Locate every line in the records below containing the word "wood" and copy each of those lines. Case matters.

Exercise data ->
⟨
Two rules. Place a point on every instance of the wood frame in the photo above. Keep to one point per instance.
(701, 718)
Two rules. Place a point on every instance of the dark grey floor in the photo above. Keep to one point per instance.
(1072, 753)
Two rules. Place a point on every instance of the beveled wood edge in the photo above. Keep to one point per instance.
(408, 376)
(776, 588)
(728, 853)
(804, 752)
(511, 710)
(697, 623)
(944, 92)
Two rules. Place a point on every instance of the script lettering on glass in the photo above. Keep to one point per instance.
⟩
⟨
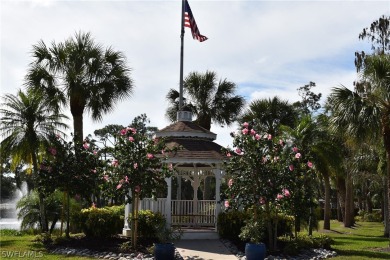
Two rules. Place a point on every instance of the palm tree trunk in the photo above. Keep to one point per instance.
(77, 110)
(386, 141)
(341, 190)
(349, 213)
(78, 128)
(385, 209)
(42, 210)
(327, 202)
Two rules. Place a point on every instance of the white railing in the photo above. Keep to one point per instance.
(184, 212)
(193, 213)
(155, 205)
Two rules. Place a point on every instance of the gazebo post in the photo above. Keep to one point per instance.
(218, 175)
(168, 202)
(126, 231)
⟩
⟨
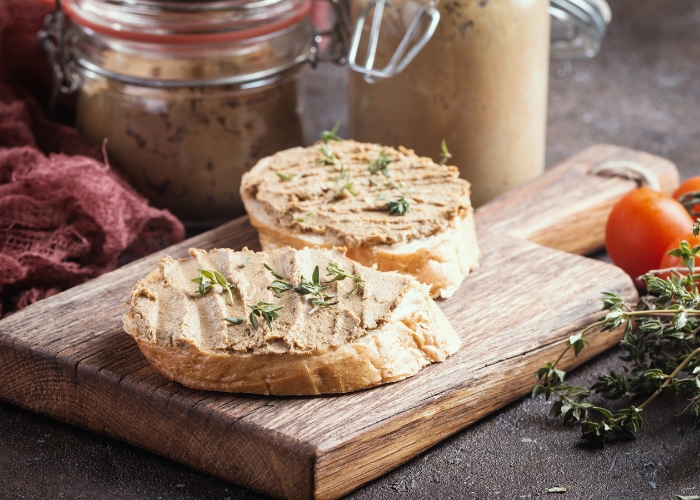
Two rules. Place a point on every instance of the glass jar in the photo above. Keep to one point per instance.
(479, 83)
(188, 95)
⟩
Written answer ->
Two rules. Place a point on every instance of the wood frame in the photo above. Keep to one point per instance.
Two rules. Place a point on every instance of the beveled wood edge in the photo above. Keep to one point per instance.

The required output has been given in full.